Kayıtların ilk satırından "[[[194,71],[194,74],[201,74],[202,71]]]" geçen satıra kadar uzanan satırları, her iki uçtaki satır da dahil olmak üzere, hiçbir değişiklik yapmadan yeniden yazın.

(Bazı kayıtlar)
┌──

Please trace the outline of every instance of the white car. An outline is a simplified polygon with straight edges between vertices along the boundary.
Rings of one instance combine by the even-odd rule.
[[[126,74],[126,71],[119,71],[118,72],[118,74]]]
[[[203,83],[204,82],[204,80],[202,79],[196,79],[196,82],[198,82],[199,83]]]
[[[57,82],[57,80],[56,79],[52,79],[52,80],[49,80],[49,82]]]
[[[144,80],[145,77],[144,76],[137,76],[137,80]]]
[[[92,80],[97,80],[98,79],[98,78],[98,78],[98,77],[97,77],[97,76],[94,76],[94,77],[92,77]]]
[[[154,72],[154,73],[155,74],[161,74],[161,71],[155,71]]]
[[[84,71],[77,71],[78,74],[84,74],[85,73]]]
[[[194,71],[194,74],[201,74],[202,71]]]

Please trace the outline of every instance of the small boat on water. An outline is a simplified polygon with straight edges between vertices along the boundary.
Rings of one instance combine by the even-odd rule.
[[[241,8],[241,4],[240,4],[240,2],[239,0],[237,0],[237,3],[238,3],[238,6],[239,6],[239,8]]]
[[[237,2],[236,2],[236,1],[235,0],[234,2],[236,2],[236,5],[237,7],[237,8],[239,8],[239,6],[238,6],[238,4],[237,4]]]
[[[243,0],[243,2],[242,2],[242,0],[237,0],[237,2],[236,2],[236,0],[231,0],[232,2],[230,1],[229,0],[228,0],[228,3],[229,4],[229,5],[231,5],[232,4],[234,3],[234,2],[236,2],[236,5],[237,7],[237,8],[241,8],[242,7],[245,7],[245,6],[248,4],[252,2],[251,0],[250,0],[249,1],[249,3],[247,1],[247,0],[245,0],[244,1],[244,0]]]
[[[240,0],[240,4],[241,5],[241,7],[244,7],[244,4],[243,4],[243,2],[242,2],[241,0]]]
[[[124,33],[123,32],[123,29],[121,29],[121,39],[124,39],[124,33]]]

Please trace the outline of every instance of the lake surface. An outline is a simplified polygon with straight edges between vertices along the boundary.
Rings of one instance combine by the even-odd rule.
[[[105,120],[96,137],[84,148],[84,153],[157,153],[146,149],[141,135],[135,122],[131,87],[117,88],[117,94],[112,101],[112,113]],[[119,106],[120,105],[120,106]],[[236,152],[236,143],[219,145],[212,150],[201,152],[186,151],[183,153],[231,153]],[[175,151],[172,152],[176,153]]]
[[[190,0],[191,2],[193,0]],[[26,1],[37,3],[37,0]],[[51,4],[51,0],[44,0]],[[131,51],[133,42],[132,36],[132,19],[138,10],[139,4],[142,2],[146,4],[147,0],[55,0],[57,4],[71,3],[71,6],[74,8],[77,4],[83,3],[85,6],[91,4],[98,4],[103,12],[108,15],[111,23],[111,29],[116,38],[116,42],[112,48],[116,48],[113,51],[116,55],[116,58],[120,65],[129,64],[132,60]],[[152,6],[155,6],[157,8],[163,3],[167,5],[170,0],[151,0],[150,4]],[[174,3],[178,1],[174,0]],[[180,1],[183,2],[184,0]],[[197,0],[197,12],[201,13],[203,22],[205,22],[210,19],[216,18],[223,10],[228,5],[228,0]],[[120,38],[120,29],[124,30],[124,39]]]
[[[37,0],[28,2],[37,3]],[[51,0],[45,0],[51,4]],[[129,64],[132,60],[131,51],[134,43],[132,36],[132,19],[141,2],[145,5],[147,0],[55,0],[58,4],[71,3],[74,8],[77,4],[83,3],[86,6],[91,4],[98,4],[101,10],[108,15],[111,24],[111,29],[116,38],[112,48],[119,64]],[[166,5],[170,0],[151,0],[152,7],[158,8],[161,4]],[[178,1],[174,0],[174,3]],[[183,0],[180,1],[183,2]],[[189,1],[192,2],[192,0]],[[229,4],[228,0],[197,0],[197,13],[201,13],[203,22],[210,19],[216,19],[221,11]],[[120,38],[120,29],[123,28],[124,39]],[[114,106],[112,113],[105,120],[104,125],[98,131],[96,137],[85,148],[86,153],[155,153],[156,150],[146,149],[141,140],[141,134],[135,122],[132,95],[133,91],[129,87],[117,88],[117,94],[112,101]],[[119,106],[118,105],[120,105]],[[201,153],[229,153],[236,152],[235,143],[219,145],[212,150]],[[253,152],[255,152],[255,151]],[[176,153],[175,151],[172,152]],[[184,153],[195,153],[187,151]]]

└──

§ Çözülmüş Alıştırma:
Please trace the outline of every instance of the white car. An outline is a simplified polygon with straight edges between vertices along the boundary.
Rings of one instance combine by the even-odd rule.
[[[126,74],[126,71],[119,71],[118,72],[118,74]]]
[[[203,83],[204,82],[204,80],[202,79],[196,79],[196,82],[198,82],[199,83]]]
[[[57,82],[57,80],[56,79],[52,79],[52,80],[49,80],[49,82]]]
[[[144,80],[145,77],[144,76],[137,76],[137,80]]]
[[[92,80],[97,80],[98,79],[98,78],[98,78],[98,77],[97,77],[97,76],[94,76],[94,77],[92,77]]]
[[[154,72],[154,73],[155,74],[161,74],[161,71],[155,71]]]
[[[84,71],[77,71],[78,74],[84,74],[85,73]]]
[[[194,71],[194,74],[201,74],[202,71]]]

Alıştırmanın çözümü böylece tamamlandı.